• **SUPPLIED DATA**
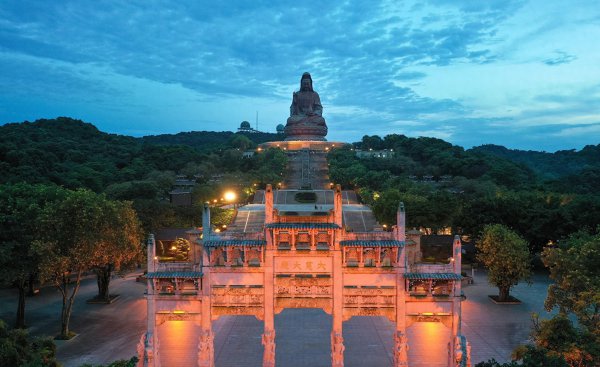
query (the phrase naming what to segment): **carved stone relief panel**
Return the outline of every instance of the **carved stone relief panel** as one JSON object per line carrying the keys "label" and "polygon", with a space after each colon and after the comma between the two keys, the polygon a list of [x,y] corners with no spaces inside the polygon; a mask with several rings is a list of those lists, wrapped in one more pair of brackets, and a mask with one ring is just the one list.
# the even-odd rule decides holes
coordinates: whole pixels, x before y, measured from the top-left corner
{"label": "carved stone relief panel", "polygon": [[213,306],[212,307],[212,319],[216,320],[219,316],[224,315],[249,315],[256,316],[257,319],[262,320],[264,316],[264,310],[262,306]]}
{"label": "carved stone relief panel", "polygon": [[213,305],[241,306],[262,305],[263,288],[252,287],[213,287],[211,300]]}
{"label": "carved stone relief panel", "polygon": [[199,313],[171,313],[161,312],[156,314],[156,325],[162,325],[167,321],[199,321],[202,315]]}
{"label": "carved stone relief panel", "polygon": [[275,313],[286,308],[320,308],[328,314],[332,312],[332,300],[328,298],[277,298]]}
{"label": "carved stone relief panel", "polygon": [[395,307],[345,307],[344,321],[350,320],[353,316],[384,316],[395,322],[396,309]]}
{"label": "carved stone relief panel", "polygon": [[396,304],[395,288],[344,288],[346,307],[393,307]]}
{"label": "carved stone relief panel", "polygon": [[330,278],[277,278],[275,296],[330,298],[332,296],[332,282]]}

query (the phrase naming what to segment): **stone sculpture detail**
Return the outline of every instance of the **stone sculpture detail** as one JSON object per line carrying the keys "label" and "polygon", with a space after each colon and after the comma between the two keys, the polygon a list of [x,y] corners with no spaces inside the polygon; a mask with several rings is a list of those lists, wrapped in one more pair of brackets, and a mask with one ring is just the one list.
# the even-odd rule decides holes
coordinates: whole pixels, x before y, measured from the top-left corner
{"label": "stone sculpture detail", "polygon": [[344,367],[344,338],[342,333],[331,332],[331,366]]}
{"label": "stone sculpture detail", "polygon": [[[450,344],[448,344],[450,348]],[[471,367],[471,345],[464,335],[457,335],[454,339],[454,366]]]}
{"label": "stone sculpture detail", "polygon": [[284,130],[285,140],[324,141],[327,125],[322,114],[323,106],[319,94],[313,90],[312,77],[304,73],[300,79],[300,90],[292,96],[290,117]]}
{"label": "stone sculpture detail", "polygon": [[402,331],[394,335],[394,367],[408,366],[408,339]]}
{"label": "stone sculpture detail", "polygon": [[154,343],[154,335],[151,332],[142,334],[140,342],[137,346],[138,352],[138,367],[144,366],[160,366],[160,361],[155,354],[155,350],[158,350],[158,340]]}
{"label": "stone sculpture detail", "polygon": [[275,330],[265,330],[262,345],[265,347],[263,367],[275,367]]}
{"label": "stone sculpture detail", "polygon": [[198,343],[198,366],[214,367],[214,335],[211,330],[202,330]]}

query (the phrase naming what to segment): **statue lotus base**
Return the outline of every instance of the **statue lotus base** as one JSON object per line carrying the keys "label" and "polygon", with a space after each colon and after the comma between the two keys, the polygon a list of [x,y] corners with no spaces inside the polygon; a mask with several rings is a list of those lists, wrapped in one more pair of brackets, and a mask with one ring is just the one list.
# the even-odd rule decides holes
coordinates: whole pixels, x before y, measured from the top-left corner
{"label": "statue lotus base", "polygon": [[310,140],[310,141],[326,141],[327,126],[312,125],[312,124],[296,124],[285,127],[286,141]]}
{"label": "statue lotus base", "polygon": [[[295,138],[295,137],[294,137]],[[340,148],[348,143],[342,143],[339,141],[319,141],[319,140],[285,140],[285,141],[270,141],[267,143],[262,143],[259,145],[260,149],[268,149],[268,148],[279,148],[283,150],[316,150],[316,151],[329,151],[334,148]]]}

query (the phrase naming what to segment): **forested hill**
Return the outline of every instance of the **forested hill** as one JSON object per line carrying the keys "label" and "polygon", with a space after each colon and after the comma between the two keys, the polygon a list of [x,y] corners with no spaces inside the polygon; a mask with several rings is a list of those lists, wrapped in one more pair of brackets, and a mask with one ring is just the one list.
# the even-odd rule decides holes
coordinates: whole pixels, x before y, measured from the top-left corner
{"label": "forested hill", "polygon": [[198,149],[214,149],[227,144],[234,135],[244,135],[256,144],[281,139],[281,135],[271,133],[233,133],[231,131],[190,131],[178,134],[161,134],[144,136],[145,143],[160,145],[188,145]]}
{"label": "forested hill", "polygon": [[179,172],[206,161],[211,151],[246,149],[276,135],[245,136],[226,131],[134,138],[68,117],[10,123],[0,126],[0,183],[55,183],[101,192],[155,170]]}
{"label": "forested hill", "polygon": [[580,151],[559,150],[556,153],[508,149],[492,144],[474,147],[470,151],[523,163],[540,176],[549,179],[600,170],[600,144],[587,145]]}

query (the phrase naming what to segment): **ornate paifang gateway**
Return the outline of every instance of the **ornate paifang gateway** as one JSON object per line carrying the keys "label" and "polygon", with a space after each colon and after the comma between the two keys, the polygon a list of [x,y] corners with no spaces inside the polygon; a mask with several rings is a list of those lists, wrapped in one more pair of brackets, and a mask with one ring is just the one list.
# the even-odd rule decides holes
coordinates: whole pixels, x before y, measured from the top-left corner
{"label": "ornate paifang gateway", "polygon": [[[304,149],[288,150],[288,154],[302,160],[325,153]],[[195,245],[187,262],[157,261],[150,236],[148,330],[138,347],[140,367],[161,365],[159,325],[169,321],[190,325],[198,335],[195,349],[189,351],[195,359],[192,364],[213,367],[211,323],[221,315],[263,320],[263,367],[274,367],[274,316],[286,308],[321,308],[332,315],[331,365],[335,367],[344,365],[342,325],[353,316],[385,316],[396,325],[395,367],[410,365],[406,329],[421,321],[450,327],[448,366],[470,366],[470,347],[460,331],[458,236],[450,264],[419,264],[420,235],[409,232],[407,238],[402,204],[397,225],[386,232],[374,221],[367,228],[365,215],[372,217],[372,213],[339,185],[314,190],[317,204],[290,205],[288,199],[295,192],[274,191],[267,185],[257,193],[261,200],[239,208],[233,225],[223,233],[211,231],[210,210],[205,206],[202,236],[189,233]],[[362,221],[356,221],[357,215]],[[162,360],[162,365],[181,364]]]}

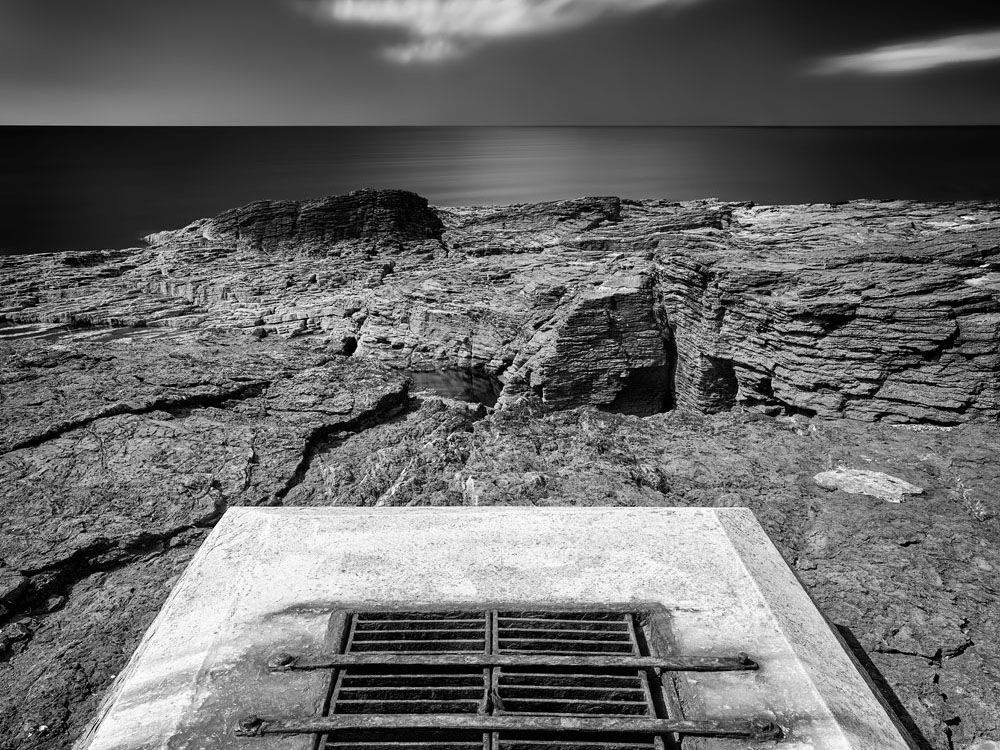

• **TASK ITEM**
With the line holding "query (the phrase naming what to segment): **statue" as the first and the line holding "query (the phrase naming what to segment): **forested" as the last, set down that range of the entries above exactly, and nothing else.

• **PROBLEM SOLUTION**
query (the phrase naming what to segment): **statue lotus base**
Return the outline of every instance of the **statue lotus base** as one JSON object per line carrying the keys "label" and "polygon", with a space after each colon and after the comma between the two keys, the polygon a list of [x,y] corners with no spaces inside the polygon; a mask with several rings is a list of those lists, wrapped in one more pair of brackets, and a mask with one ring is just the one list.
# the even-odd rule decides holes
coordinates: whole pixels, x before y, measured from the top-left corner
{"label": "statue lotus base", "polygon": [[310,140],[310,141],[326,141],[327,126],[312,125],[312,124],[296,124],[285,127],[286,141]]}
{"label": "statue lotus base", "polygon": [[[295,138],[295,137],[294,137]],[[340,148],[348,143],[342,143],[339,141],[319,141],[319,140],[285,140],[285,141],[270,141],[267,143],[262,143],[259,145],[260,149],[268,149],[268,148],[279,148],[283,150],[316,150],[316,151],[329,151],[334,148]]]}

query (the phrase naming what to segment): **forested hill**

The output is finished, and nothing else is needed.